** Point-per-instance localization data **
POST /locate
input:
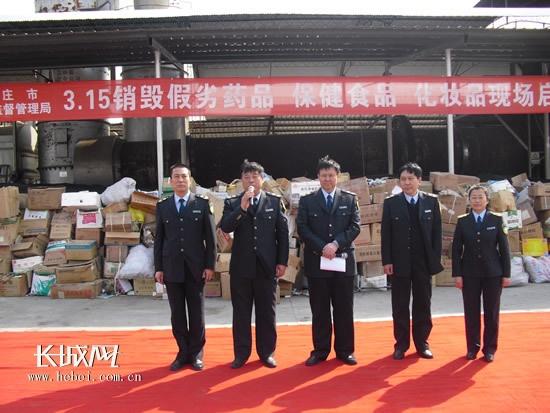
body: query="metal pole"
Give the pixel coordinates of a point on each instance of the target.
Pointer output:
(389, 136)
(450, 123)
(546, 129)
(160, 160)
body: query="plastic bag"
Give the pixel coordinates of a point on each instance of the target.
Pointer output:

** Task statement **
Write every record out again exactly, omitting the pictures they hold.

** Answer to this task **
POST /locate
input:
body: query="metal pole"
Give the pixel coordinates of a point on each instance of the target.
Pointer output:
(389, 136)
(450, 123)
(546, 129)
(160, 160)
body: query="plastic bag"
Give the pixel coordinates of a point on each instance of the target.
Pointer output:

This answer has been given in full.